Please reproduce the data verbatim, from its first line through the line containing "[662,645,784,739]", inclusive.

Data provided -
= = = = =
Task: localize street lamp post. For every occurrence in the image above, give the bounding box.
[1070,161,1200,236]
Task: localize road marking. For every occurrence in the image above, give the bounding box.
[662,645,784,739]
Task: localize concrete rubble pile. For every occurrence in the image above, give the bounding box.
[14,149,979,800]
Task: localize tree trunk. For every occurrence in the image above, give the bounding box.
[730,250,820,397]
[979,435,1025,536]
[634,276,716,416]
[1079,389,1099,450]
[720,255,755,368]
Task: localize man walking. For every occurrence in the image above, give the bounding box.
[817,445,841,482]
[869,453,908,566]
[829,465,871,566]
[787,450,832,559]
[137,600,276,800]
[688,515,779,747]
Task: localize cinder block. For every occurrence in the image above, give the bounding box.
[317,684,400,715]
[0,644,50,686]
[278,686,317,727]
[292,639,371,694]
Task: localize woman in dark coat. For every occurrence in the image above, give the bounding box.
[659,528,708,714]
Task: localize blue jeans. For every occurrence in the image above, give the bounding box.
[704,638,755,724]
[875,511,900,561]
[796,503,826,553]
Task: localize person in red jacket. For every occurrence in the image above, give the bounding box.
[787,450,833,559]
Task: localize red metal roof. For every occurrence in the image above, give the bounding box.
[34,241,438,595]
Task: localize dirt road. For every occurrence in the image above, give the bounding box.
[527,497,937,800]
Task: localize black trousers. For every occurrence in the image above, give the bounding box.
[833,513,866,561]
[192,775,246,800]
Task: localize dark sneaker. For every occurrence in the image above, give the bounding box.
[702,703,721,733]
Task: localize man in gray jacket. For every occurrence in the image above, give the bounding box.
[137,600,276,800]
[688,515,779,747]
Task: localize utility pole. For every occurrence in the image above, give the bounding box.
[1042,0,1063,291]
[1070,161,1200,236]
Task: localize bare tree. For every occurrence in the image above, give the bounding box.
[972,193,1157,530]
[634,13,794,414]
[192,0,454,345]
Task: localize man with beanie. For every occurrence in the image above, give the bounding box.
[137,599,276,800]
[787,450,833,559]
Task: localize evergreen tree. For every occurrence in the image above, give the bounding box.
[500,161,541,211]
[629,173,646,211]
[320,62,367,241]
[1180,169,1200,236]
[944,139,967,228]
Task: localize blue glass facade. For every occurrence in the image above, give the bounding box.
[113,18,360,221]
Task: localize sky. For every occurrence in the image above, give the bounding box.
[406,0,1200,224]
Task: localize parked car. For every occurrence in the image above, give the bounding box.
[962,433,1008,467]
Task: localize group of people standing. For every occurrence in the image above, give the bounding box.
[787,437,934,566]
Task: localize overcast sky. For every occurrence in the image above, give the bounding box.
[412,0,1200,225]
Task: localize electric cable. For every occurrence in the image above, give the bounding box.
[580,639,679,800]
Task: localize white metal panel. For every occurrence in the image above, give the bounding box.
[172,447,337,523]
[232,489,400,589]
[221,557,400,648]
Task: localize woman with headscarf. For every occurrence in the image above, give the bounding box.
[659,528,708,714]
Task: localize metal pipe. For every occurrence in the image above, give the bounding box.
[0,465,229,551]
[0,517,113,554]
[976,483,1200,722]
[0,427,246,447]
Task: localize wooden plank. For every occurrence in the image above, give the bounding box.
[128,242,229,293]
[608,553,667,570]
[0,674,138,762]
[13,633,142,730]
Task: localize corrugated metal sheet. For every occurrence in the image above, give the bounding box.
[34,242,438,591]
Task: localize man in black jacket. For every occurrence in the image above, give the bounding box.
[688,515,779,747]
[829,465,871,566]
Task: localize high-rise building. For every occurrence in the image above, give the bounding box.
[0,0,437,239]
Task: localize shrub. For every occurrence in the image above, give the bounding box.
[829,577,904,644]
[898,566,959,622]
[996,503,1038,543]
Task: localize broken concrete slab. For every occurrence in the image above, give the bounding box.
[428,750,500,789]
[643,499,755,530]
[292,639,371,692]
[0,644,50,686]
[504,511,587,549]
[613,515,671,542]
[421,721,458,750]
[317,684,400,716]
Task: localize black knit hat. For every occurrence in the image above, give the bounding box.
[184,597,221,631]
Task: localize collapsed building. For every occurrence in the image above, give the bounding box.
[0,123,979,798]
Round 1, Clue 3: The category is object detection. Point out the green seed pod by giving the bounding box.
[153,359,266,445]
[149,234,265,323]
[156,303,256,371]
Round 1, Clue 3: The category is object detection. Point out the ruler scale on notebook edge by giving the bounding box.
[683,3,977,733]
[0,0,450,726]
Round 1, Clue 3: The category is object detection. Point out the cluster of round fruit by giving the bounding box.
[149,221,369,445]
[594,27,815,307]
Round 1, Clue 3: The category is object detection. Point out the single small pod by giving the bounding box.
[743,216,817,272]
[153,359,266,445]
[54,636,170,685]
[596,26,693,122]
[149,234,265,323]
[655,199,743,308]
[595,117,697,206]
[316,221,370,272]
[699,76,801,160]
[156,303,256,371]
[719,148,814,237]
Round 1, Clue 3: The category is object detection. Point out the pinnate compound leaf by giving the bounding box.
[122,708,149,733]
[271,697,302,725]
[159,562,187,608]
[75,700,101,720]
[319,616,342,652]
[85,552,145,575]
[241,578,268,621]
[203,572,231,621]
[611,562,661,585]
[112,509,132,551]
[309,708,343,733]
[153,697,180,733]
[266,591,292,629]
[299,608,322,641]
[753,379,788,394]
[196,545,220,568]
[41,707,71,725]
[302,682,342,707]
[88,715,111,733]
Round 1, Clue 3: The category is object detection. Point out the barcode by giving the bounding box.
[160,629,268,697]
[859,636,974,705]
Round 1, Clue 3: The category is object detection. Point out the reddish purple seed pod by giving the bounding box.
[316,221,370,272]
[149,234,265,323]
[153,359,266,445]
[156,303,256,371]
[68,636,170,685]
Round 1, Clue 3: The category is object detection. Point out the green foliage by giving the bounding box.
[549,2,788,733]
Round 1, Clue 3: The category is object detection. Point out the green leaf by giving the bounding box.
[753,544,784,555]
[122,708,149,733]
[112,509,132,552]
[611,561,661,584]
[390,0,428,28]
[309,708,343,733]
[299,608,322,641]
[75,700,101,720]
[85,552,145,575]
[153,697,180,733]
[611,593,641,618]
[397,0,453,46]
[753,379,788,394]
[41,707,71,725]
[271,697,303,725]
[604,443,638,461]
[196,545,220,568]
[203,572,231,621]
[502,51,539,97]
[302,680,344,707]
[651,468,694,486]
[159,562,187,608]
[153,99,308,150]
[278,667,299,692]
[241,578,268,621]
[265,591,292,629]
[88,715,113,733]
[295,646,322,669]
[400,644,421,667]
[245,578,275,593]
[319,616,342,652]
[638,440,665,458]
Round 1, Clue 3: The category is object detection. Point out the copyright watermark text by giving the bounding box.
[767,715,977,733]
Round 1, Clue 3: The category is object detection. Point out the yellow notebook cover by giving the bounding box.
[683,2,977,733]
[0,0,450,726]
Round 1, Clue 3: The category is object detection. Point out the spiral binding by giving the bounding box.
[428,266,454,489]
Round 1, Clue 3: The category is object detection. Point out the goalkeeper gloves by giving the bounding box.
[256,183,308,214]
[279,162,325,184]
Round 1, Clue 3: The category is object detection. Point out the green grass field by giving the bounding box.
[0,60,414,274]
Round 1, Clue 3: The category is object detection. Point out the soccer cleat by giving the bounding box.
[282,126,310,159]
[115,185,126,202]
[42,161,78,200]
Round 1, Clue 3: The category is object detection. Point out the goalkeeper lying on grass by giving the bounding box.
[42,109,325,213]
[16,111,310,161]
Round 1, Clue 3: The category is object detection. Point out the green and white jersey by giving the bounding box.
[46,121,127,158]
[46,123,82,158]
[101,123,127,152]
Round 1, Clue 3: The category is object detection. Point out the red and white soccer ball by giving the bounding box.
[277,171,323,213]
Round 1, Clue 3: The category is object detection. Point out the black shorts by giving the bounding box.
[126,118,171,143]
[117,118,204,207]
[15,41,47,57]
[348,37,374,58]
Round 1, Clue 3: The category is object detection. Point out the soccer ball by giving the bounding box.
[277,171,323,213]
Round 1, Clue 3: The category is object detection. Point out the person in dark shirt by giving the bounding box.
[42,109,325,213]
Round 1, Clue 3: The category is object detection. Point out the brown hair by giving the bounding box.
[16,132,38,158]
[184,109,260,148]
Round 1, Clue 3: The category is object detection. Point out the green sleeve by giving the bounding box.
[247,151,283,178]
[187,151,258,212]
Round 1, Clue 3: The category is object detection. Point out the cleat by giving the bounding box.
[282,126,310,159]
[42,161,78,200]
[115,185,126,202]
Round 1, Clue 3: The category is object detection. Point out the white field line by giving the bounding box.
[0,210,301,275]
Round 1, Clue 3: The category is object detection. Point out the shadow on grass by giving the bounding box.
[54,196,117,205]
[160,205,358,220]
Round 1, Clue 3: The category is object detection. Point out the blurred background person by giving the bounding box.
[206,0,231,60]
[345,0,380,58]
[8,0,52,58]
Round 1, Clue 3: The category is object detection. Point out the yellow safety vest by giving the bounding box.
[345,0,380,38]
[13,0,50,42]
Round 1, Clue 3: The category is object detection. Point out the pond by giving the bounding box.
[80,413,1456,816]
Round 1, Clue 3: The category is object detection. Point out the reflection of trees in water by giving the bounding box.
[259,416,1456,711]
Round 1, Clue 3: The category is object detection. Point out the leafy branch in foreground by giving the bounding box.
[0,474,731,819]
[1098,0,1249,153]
= = = = =
Exercise result -
Task: localize street lamp post. For every occurrence in the image above, give the bounding box.
[1070,161,1200,236]
Task: localize road marking. For every occurrence in the image above, give the bounding box.
[662,645,784,739]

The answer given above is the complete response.